### INSTRUCCIONES DE LA TAREA:
En el texto sobre el cambio climático y el debate energético, ¿qué proporción de la energía que utilizamos proviene de combustibles fósiles?

### SECCIÓN DEL DOCUMENTO:
• • • • •

Marcel Coderch*
Por lo visto, hay una gran distancia entre lo que sabemos que conviene hacer y lo que los gobiernos y los poderes económicos están dispuestos a plantearnos para hacer frente al cambio climático. Es evidente que para mitigar sus peores efectos nos propondrán algunas adaptaciones, tanto sociales como económicas, pero al parecer lo que no están dispuestos es a poner en discusión la que posiblemente sea la única respuesta lógica al cambio climático: la reducción de las actividades humanas que son la causa principal.
Esto significaría, en primer lugar, intentar reducir, y eventualmente eliminar, las emisiones de gases de efecto invernadero que resulten de la utilización de combustibles fósiles, tanto en el transporte como en la generación eléctrica. Esto requeriría un gran esfuerzo, tecnológico, económico y político, dado que casi el 80% de la energía que utilizamos proviene de estas fuentes. Implicaría una reducción de la demanda energética (vía cambios en los estilos de vida), producir, distribuir y utilizar la energía que todavía necesitáramos de la forma más eficiente posible y obtenerla de fuentes no fósiles.
Cada una de estas actuaciones abre un abanico de cuestiones económicas, sociales, políticas y medioambientales, que a menudo no se plantean desde la vertiente técnica, sino que el debate se construye a partir de premisas políticas e ideológicas que le dan forma y color según la agenda política de cada cual. Por ello, el debate sobre cuál es la mejor forma de incentivar el desarrollo de las nuevas tecnologías y sistemas energéticos sostenibles, y sobre qué energías merecen ser económicamente apoyadas, es un debate en el que los desacuerdos son más comunes que los acuerdos. En el centro de este debate hay, además, cuestiones ideológicamente muy conflictivas, como el papel que deben jugar los mercados y su regulación en esta reconfiguración del sistema energético.
Tal vez donde se puede ver más claramente la componente ideológica del debate energético —la indecisión de los gobiernos, su toma de decisiones mediatizadas por los poderes económicos y la ineficacia de los mercados y de la actual regulación— es analizando el debate que en muchos países hay (y que empieza a iniciarse también aquí) entre la potenciación de las renovables y la reanudación nuclear, ambas fuentes energéticas bajas en emisiones. Aunque para los defensores de la opción nuclear estas dos formas de generación eléctrica son compatibles —y hasta dicen que complementarias—, en realidad, se trata de dos políticas energéticas fundamentalmente distintas que reflejan dos visiones de futuro, dos puntos de vista sobre qué es importante en la vida, y dos visiones diferentes de cómo debe organizarse la sociedad. Por ello, es un debate centrado en lo que podríamos llamar la economía política de la sostenibilidad energética.

• • • • •

### DATOS SIN PROCESAR:
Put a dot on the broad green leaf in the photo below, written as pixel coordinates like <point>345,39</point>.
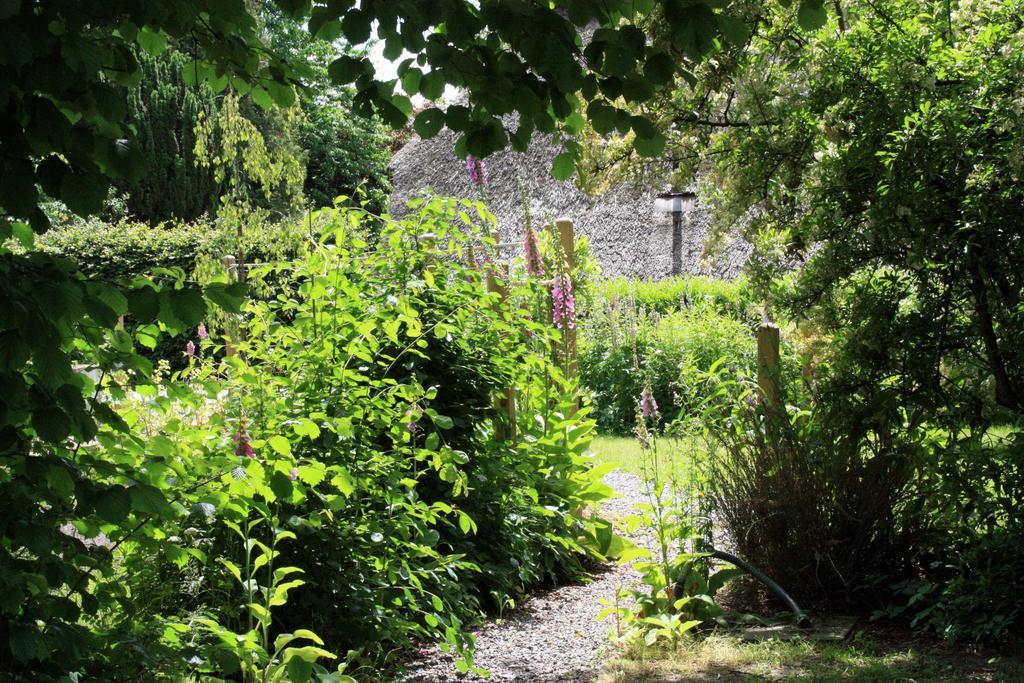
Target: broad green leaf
<point>429,122</point>
<point>811,14</point>
<point>280,444</point>
<point>562,166</point>
<point>113,505</point>
<point>228,297</point>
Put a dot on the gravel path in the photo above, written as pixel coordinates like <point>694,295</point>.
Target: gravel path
<point>553,637</point>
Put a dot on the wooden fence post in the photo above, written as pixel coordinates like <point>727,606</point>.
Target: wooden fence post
<point>567,240</point>
<point>230,338</point>
<point>505,402</point>
<point>769,368</point>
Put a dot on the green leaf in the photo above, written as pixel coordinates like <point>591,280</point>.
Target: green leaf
<point>562,166</point>
<point>280,444</point>
<point>59,480</point>
<point>308,653</point>
<point>442,421</point>
<point>733,30</point>
<point>659,68</point>
<point>811,14</point>
<point>432,85</point>
<point>299,671</point>
<point>187,306</point>
<point>143,303</point>
<point>84,191</point>
<point>51,424</point>
<point>429,122</point>
<point>228,297</point>
<point>343,481</point>
<point>23,232</point>
<point>411,81</point>
<point>113,505</point>
<point>150,500</point>
<point>345,70</point>
<point>356,26</point>
<point>151,40</point>
<point>25,641</point>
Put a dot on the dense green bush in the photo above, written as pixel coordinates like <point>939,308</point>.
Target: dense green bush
<point>119,251</point>
<point>348,463</point>
<point>665,296</point>
<point>624,348</point>
<point>345,153</point>
<point>163,110</point>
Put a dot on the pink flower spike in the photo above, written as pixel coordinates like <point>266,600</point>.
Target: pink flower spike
<point>563,309</point>
<point>531,254</point>
<point>477,171</point>
<point>648,407</point>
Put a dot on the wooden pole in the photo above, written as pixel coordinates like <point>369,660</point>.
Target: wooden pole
<point>567,240</point>
<point>769,368</point>
<point>505,403</point>
<point>229,338</point>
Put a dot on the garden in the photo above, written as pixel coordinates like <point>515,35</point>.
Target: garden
<point>260,423</point>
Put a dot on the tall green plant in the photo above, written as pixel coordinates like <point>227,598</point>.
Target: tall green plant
<point>163,109</point>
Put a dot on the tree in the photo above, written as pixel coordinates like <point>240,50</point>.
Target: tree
<point>163,111</point>
<point>66,131</point>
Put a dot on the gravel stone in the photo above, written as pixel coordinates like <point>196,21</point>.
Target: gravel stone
<point>552,637</point>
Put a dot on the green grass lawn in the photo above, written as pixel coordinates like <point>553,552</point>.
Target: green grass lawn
<point>868,655</point>
<point>625,453</point>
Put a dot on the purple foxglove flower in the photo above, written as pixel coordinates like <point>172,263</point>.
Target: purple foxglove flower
<point>243,446</point>
<point>531,254</point>
<point>477,171</point>
<point>648,407</point>
<point>563,302</point>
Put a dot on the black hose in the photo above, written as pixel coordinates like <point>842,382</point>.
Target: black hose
<point>803,621</point>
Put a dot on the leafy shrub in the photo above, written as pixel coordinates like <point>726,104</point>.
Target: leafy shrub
<point>970,585</point>
<point>624,348</point>
<point>358,417</point>
<point>668,295</point>
<point>119,251</point>
<point>343,153</point>
<point>823,495</point>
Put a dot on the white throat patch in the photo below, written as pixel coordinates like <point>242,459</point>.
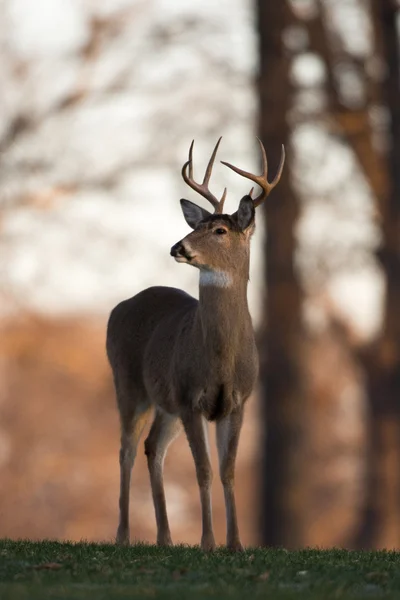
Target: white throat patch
<point>215,278</point>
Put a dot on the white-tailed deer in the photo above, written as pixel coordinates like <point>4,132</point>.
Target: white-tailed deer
<point>192,360</point>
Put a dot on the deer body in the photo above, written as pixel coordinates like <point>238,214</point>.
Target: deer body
<point>192,360</point>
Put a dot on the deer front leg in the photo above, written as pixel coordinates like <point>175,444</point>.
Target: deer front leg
<point>132,426</point>
<point>164,430</point>
<point>196,430</point>
<point>228,432</point>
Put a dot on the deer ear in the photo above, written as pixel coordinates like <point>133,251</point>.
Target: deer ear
<point>193,214</point>
<point>245,213</point>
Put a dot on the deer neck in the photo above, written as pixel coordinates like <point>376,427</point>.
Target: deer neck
<point>223,313</point>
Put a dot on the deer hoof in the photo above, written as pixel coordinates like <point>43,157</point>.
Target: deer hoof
<point>122,538</point>
<point>235,546</point>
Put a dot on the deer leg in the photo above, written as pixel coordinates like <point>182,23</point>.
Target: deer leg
<point>197,433</point>
<point>164,430</point>
<point>228,431</point>
<point>132,426</point>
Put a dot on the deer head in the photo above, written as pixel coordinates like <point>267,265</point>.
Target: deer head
<point>220,243</point>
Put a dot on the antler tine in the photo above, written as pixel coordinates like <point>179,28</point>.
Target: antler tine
<point>261,180</point>
<point>202,188</point>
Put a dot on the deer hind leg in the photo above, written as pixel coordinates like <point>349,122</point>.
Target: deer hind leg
<point>197,434</point>
<point>228,431</point>
<point>164,430</point>
<point>133,422</point>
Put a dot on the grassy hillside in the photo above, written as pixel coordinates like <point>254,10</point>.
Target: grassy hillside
<point>61,570</point>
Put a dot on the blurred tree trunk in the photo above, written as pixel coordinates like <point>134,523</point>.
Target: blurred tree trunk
<point>280,351</point>
<point>380,521</point>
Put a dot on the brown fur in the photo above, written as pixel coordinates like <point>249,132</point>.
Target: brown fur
<point>191,360</point>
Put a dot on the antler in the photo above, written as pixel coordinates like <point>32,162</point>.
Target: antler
<point>261,180</point>
<point>202,188</point>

• • • • •

### LA RESPUESTA:
Casi el 80%.